◆ Task description:
Examine the data below and state how many lines contain "building", offering no other words.

◆ Given data:
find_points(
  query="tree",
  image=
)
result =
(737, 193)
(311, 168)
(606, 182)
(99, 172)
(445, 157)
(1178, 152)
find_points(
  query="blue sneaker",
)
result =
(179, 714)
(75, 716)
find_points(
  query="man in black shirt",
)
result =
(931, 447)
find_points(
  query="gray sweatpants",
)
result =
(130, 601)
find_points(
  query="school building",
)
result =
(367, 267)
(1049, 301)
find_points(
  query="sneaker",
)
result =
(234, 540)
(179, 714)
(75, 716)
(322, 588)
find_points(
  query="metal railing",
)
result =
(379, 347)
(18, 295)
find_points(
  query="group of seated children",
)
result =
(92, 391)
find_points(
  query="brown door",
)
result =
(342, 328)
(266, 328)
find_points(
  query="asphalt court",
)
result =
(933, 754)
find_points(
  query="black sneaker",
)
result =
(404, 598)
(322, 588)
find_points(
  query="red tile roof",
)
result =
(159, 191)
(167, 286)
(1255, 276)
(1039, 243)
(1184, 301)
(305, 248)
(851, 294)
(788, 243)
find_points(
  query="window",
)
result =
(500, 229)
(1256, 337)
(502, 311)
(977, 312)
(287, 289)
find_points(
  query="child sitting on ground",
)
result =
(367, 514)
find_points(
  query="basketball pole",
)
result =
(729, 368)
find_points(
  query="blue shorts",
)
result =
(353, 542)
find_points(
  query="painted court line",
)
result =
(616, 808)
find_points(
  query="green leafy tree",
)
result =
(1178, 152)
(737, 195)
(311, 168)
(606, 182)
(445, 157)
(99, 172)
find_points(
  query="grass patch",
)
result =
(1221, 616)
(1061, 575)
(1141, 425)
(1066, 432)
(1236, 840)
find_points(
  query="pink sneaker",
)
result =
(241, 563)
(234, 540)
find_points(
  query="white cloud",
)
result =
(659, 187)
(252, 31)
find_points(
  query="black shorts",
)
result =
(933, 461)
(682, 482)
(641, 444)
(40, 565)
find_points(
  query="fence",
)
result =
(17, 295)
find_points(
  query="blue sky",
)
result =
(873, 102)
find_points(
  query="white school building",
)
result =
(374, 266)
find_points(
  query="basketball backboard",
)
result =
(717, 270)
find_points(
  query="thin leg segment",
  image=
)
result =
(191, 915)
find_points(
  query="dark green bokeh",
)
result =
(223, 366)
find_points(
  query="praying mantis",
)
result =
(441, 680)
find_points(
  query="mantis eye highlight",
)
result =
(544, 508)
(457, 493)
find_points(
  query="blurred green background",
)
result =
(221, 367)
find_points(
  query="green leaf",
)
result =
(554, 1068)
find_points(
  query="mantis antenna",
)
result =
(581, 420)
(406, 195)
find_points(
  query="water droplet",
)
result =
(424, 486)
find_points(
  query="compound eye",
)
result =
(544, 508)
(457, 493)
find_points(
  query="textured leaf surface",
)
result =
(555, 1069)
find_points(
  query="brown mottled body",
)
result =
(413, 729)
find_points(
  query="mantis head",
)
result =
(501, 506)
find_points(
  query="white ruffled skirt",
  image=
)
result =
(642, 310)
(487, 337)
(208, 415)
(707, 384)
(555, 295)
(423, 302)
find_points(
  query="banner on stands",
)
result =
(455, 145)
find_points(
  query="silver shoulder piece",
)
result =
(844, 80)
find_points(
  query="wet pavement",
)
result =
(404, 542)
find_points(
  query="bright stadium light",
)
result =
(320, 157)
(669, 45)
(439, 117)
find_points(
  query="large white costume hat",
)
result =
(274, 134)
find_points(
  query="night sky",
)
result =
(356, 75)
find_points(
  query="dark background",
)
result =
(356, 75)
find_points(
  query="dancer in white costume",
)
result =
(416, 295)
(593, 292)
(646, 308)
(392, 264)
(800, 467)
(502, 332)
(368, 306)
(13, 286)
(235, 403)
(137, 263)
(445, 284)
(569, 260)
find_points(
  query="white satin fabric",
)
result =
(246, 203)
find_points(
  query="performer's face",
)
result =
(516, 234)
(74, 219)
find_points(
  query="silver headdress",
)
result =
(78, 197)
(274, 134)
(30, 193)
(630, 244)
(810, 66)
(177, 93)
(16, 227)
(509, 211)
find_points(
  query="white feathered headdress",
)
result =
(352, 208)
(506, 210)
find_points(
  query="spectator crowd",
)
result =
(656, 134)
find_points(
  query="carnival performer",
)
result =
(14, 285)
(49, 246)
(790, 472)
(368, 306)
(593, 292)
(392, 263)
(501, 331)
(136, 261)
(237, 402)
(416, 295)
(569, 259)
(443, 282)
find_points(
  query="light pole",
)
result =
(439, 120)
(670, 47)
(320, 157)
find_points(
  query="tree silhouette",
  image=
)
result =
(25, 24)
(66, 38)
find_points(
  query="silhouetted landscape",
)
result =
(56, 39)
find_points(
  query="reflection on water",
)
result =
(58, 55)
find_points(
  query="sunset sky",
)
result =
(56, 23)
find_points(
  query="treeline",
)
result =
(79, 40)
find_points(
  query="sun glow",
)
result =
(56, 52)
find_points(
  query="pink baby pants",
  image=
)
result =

◆ Answer to this problem:
2